» **Given instruction**:
Everything from the line containing "[segment] hawk's white" to the last line of the records must be returned verbatim; nothing else belongs in the output.

» **Entries supplied**:
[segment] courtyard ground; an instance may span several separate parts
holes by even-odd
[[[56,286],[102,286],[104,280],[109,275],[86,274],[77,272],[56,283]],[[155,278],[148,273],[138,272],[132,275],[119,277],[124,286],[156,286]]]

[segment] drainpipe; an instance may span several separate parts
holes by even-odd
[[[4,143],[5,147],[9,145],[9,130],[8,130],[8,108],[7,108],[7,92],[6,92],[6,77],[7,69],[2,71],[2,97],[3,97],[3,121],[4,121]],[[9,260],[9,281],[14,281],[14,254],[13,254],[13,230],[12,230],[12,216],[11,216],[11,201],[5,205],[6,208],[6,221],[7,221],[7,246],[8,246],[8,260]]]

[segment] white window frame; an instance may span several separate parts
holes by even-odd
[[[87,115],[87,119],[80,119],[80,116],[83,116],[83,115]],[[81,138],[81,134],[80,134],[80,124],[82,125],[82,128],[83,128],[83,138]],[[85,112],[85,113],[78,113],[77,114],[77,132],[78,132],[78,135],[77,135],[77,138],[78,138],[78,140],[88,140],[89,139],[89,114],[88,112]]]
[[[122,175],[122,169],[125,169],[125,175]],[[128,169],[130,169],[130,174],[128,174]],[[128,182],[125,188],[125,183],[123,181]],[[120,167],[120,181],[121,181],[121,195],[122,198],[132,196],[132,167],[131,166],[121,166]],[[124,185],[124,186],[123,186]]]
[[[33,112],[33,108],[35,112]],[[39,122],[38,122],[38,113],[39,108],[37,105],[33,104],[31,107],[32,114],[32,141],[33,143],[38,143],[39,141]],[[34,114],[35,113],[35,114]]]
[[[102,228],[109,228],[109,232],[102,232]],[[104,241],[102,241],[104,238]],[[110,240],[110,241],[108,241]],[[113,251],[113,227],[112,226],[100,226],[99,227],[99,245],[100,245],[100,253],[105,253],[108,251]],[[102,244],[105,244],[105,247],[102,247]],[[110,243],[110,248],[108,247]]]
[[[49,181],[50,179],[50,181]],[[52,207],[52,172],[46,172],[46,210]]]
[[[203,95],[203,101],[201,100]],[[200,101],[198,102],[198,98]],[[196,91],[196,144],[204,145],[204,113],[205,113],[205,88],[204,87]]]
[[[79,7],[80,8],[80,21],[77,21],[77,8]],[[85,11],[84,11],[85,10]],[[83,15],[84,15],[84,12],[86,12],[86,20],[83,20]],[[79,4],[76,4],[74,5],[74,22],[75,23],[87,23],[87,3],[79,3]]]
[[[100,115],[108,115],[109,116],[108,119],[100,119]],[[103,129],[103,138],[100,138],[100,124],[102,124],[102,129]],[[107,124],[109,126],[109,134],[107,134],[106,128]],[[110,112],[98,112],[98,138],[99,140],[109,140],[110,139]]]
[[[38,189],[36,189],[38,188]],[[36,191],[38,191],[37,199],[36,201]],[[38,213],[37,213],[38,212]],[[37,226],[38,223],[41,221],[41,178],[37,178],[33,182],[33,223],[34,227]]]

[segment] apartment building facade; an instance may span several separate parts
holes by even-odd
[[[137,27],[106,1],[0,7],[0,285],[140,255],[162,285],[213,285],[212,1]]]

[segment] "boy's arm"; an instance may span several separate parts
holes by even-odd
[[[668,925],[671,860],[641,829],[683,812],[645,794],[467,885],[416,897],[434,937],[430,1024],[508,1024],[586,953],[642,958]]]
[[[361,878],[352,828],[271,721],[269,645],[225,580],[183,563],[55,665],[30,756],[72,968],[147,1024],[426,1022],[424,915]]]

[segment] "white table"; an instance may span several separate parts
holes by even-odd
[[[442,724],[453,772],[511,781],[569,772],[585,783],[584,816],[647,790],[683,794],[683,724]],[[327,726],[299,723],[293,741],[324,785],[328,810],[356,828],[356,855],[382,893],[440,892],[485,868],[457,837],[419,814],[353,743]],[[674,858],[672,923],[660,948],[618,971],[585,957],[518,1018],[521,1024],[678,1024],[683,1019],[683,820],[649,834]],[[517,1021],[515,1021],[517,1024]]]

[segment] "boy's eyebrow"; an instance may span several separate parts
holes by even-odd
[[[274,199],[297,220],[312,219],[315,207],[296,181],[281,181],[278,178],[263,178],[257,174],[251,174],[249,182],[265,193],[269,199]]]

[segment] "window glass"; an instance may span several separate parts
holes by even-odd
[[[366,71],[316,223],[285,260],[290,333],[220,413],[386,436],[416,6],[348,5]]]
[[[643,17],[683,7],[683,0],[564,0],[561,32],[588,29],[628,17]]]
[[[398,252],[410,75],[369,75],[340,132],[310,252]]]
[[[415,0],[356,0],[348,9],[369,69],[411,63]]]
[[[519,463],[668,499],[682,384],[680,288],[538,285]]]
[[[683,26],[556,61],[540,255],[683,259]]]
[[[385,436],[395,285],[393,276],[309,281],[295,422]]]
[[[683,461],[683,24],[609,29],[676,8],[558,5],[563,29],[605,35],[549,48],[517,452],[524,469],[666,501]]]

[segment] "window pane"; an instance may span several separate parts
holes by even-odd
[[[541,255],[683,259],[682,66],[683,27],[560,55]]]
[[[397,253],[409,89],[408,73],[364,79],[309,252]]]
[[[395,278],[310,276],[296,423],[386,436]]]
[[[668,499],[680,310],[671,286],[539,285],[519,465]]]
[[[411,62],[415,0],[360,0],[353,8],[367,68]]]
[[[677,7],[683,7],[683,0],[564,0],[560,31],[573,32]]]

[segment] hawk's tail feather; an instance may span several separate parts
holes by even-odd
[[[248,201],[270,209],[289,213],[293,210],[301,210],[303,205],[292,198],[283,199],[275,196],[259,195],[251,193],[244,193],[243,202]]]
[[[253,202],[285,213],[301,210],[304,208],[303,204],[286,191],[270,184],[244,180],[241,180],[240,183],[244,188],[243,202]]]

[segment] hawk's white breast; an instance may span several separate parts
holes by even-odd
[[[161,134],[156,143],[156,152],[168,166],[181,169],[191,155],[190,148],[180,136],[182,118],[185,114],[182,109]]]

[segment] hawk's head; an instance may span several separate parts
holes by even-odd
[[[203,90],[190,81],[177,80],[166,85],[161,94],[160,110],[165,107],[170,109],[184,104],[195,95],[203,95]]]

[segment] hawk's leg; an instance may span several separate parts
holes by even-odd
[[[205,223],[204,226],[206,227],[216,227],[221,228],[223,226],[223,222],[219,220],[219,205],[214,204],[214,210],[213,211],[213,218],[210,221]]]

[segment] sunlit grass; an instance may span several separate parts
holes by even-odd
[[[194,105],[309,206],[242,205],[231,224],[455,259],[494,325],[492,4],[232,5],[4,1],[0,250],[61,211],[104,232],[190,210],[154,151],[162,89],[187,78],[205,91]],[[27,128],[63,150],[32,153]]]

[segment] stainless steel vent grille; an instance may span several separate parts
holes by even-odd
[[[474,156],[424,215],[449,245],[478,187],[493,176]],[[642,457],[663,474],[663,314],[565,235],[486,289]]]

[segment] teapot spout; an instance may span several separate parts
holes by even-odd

» **Final answer**:
[segment] hawk's white breast; an instance may span several separate parts
holes by even-odd
[[[161,134],[156,143],[156,152],[168,166],[181,169],[191,155],[190,148],[180,136],[182,118],[185,114],[182,109]]]

[segment] hawk's head; an instance may span several separate parts
holes by even-odd
[[[203,90],[190,81],[177,80],[166,85],[161,94],[160,110],[165,107],[170,109],[184,104],[195,95],[203,95]]]

[segment] hawk's leg; an instance may span several separate parts
holes by even-odd
[[[205,223],[204,226],[206,227],[216,227],[221,228],[223,226],[223,222],[219,220],[219,205],[214,204],[214,210],[213,211],[213,218],[210,221]]]

[segment] sunlit grass; an instance may span several separate parts
holes by even-odd
[[[194,105],[309,206],[242,205],[231,224],[455,259],[494,325],[492,4],[232,5],[4,1],[0,250],[61,211],[104,232],[190,210],[154,151],[162,89],[187,78],[205,91]],[[27,128],[63,150],[32,153]]]

[segment] stainless steel vent grille; an instance may span several separate parts
holes by even-odd
[[[474,156],[424,215],[449,245],[478,187],[493,176]],[[642,457],[663,474],[663,314],[565,235],[486,289]]]

[segment] teapot spout; an instance may span several separate parts
holes by even-odd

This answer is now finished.